* **Aim of the task**: In the forum thread on bowl predictions, which bowl does the first poster say is the only one they are not comfortable with?

-- START OF Text to read --

# Bowl predictions



## buggsz24

Let see who can pick the bowl seedings prior to the selection on 12/7/08

My prediction:
*BCS National Championship*
Florida vs. Oklahoma

*Fiesta Bowl*
Ohio State vs. Texas

*Sugar Bowl*
Utah vs. Alabama

*Orange Bowl *
BC vs. Cinci

*Rose Bowl* <-- this one is already a lock 
USC vs. Penn

The only Bowl that I'm not comfortable with is the Fiesta Bowl, I really think that Utah has a good shot at getting to this game vs. Texas.


----------



## jahan

It is hard to argue those predictions. I think the Fiesta Bowl will take Ohio State over Utah, they want a big crowd as possible and Ohio State I believe will draw a bigger crowd.


----------



## UintaMan

My predictions are as follows:

*BCS National Championship Game*

Florida vs Oklahoma / with Forida winning the Championship again

*Fiesta Bowl*

Utah vs Texas / with Texas winning the game, although I would love to see Utah, I just don't see them winning the game, again I would love to be dissapointed though.

*Sugar Bowl*

Alabama vs Ohio State / I would also love to see Boise State get the nod over Ohio State giving two non BCS at large bids but I'm just not sure the sugar is willing to take another chance on a WAC team after last year! Ohio State is playing much better with T. Prior behind center, however, to be honest I am sick of the hole Ohio State / BCS love affair. I'm calling for Ohio State to beat the Tide and for the Tide to beat Boise State if it shakes out that way.

-- END OF Text to read --
-- START OF Material provided --

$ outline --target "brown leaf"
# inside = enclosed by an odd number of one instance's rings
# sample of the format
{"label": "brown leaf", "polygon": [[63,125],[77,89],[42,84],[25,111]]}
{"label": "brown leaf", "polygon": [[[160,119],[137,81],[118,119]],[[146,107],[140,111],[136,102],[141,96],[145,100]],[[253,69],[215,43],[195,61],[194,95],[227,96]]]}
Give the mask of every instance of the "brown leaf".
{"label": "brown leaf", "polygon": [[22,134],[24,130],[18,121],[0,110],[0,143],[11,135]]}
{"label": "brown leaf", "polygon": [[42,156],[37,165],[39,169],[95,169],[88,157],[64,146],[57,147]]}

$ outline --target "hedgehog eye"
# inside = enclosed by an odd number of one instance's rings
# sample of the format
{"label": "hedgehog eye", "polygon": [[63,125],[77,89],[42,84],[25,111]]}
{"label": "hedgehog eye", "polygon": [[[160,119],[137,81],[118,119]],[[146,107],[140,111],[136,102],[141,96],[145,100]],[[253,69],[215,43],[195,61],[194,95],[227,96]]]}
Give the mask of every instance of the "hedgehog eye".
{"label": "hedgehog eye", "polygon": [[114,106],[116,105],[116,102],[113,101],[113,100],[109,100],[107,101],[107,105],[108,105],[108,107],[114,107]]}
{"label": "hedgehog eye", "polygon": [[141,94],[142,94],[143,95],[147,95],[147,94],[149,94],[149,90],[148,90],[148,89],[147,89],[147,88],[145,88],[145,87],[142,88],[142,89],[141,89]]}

-- END OF Material provided --

* **Solution for this problem**: The Fiesta Bowl.